- _WHAT IS NEEDED_
In the text below about Screven County, Georgia, why are activists looking for a candidate to run for the school board? Answer in one to three sentences.

- _SOURCE DOCUMENT_
That strategy has been effective in Screven County, Georgia. The center was called because of Klan activity there. During the course of our investigation, we helped a local group, the Positive Action Committee of Screven County, document discrimination in the public school system. The center then helped the committee file a formal complaint with the Office of Civil Rights in the Department of Education. When the probe by the government didn’t satisfy the community, an effort to get the principal dismissed followed. The principal is now on the local school board, and activists have begun a voter registration drive and are seeking a candidate to run for the school board to counter the destructive presence that is now on the board. The Positive Action Committee now works on police brutality, economic development, and a host of other pressing concerns. Their work shows what can happen when the community becomes involved. In this case, a limited, short-term project of looking into Klan activity led to long-term community renewal and participation in the democratic process.

Unfortunately, as the center has honed its skills over the years, so have hate groups. They have become more sophisticated, organizing their assaults less on individuals and more on civil rights laws, enforcement agencies, and programs and policies for the poor and underserved. Using a seemingly reasonable tone in the literature and speeches, they now organize in mainstream society, not just the margins.

- _DATASET CONTENT_
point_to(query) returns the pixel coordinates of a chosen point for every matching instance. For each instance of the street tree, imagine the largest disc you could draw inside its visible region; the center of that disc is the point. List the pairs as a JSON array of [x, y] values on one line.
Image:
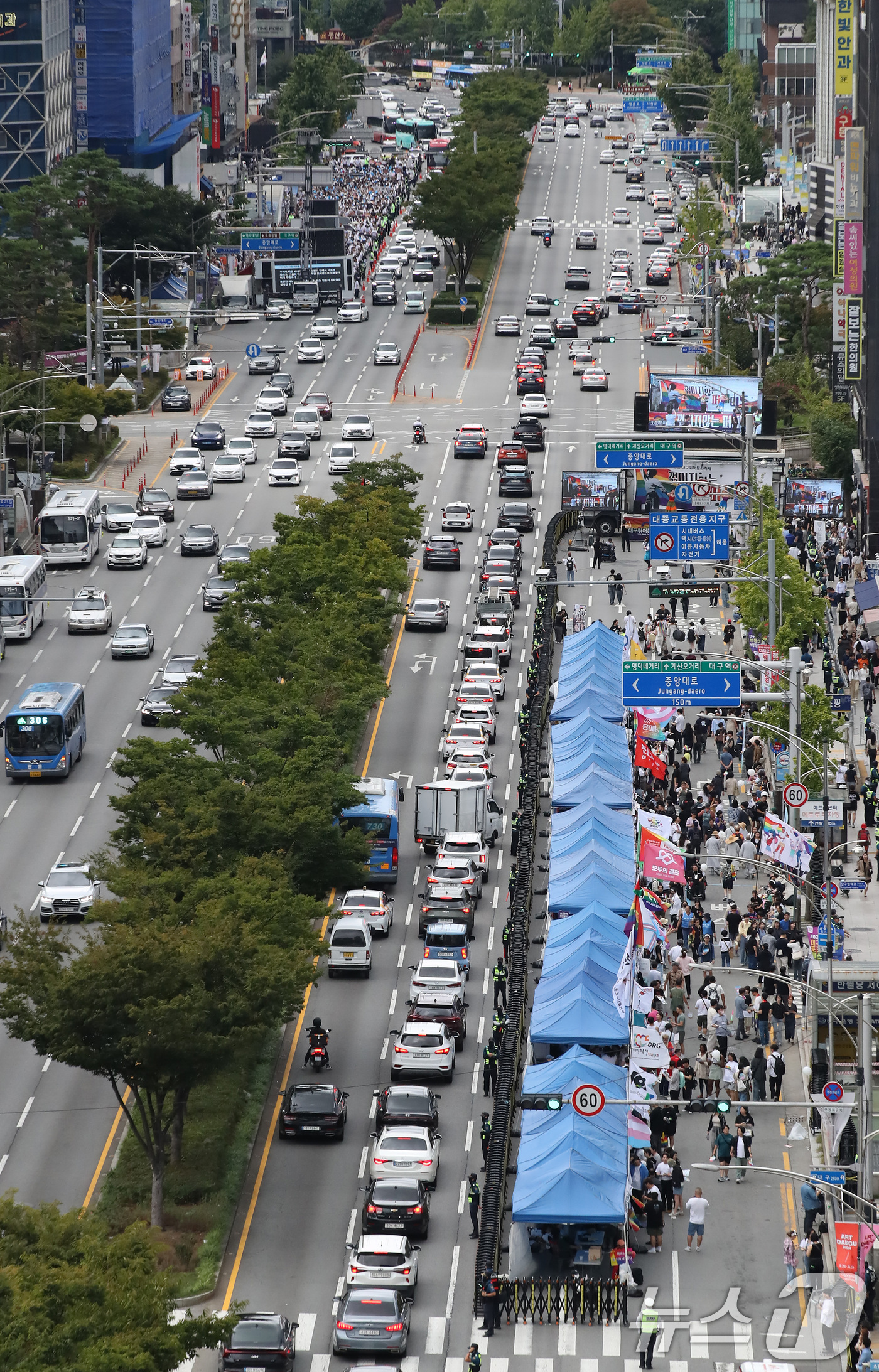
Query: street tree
[[469, 205], [76, 1295]]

- _TASK OUTPUT_
They want a candidate who can counter the destructive presence now on the board. The principal they had tried to get dismissed now sits on the local school board, so alongside a voter registration drive they are seeking someone to run against that influence.